=== Extracted records ===

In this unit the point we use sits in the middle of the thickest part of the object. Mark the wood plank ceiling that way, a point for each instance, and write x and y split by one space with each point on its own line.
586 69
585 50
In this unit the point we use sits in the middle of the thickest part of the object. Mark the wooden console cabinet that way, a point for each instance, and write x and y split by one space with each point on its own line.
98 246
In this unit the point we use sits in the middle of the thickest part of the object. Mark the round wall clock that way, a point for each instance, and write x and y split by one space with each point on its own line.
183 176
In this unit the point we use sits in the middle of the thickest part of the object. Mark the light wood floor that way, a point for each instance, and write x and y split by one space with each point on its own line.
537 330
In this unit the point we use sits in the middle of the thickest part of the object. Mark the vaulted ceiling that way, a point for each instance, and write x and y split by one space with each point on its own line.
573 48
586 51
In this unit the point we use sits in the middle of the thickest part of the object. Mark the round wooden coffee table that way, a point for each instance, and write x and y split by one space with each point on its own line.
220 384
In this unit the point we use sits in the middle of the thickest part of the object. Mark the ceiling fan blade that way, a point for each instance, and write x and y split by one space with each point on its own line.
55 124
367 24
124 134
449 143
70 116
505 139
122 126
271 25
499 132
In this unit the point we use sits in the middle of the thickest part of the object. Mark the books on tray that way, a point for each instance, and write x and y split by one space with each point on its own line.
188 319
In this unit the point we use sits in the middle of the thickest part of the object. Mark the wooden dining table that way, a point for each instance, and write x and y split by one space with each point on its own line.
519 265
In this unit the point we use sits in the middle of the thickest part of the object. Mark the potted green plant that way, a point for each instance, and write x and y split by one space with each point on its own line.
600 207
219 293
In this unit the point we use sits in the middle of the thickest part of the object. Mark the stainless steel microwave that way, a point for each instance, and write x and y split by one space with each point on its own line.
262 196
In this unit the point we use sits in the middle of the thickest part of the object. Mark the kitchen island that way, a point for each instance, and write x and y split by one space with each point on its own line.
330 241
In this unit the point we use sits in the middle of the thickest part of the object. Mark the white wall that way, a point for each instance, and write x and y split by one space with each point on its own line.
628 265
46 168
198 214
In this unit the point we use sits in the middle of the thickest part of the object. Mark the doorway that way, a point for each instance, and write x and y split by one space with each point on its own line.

===

## Exercise
For the span from the line containing "Mark the white" through the last line of the entries above, transcribe each line exactly and leave out everything else.

## Answer
In this unit the point we use sits in the middle of the thickest part of the object. Mark the white wall that way, a point for each instance, and write x and y split by one space with each point on its own line.
628 265
46 168
198 214
In this unit the point we use sits in the middle of the thickest part of the object. Mark the doorway that way, a point for each instance, and write x and y split by one space with each point on its own line.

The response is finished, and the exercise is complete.